◆ **AIM OF THE TASK**: Format the entries below as a two-column CSV with the headers instruction and coordinates. Give one row per entry, with its text and its answer each in a single quoted field, line breaks replaced by spaces, and the pictures omitted.

Data records
◆ ◆ ◆ ◆ ◆

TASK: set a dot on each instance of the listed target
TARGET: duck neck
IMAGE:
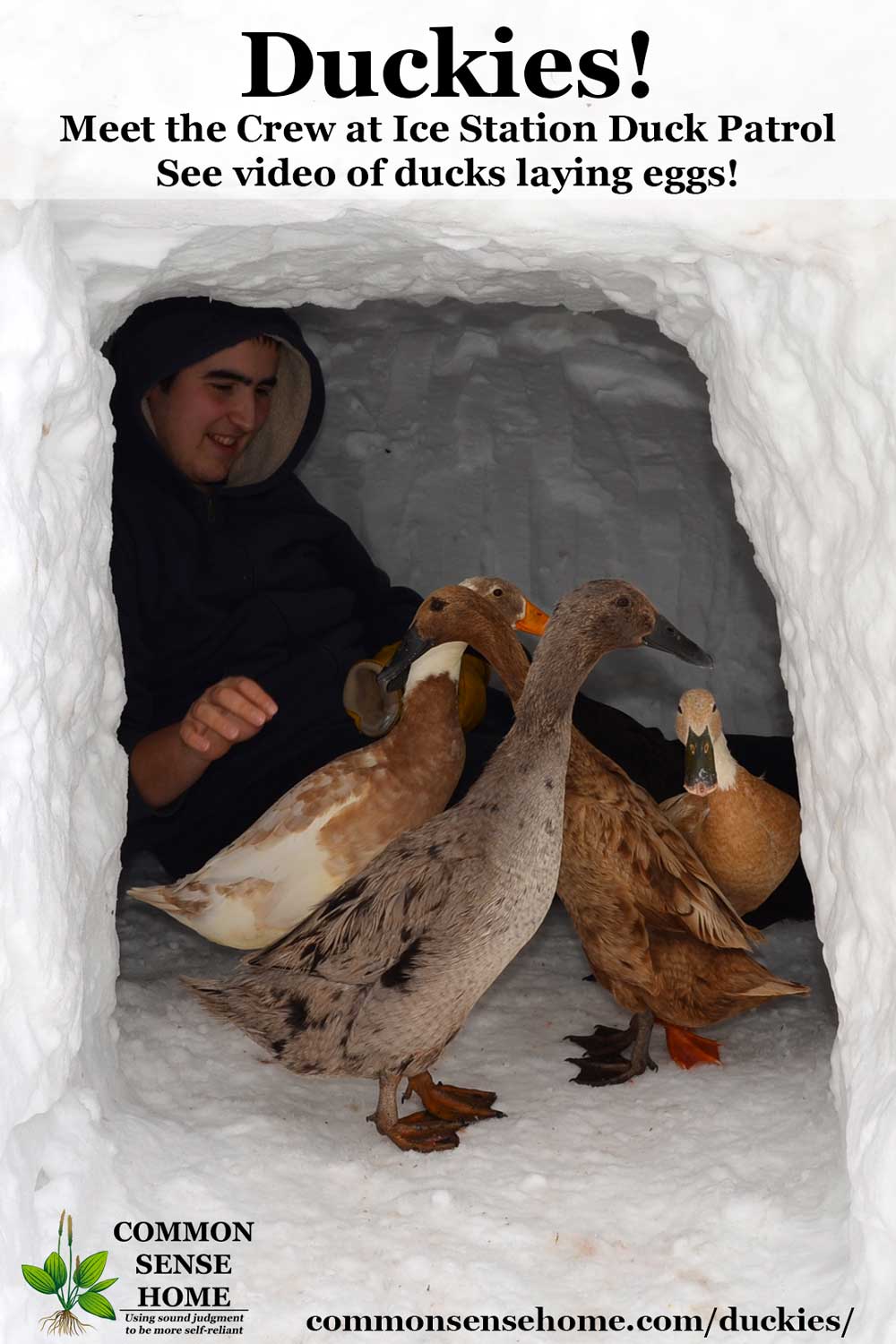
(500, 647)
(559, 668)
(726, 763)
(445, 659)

◆ ◆ ◆ ◆ ◆

◆ **WRITTEN SOLUTION**:
instruction,coordinates
"TASK: set a dot on each instance of the listed target TARGET: duck neck IMAGE:","(500, 647) (559, 668) (726, 763) (445, 659)"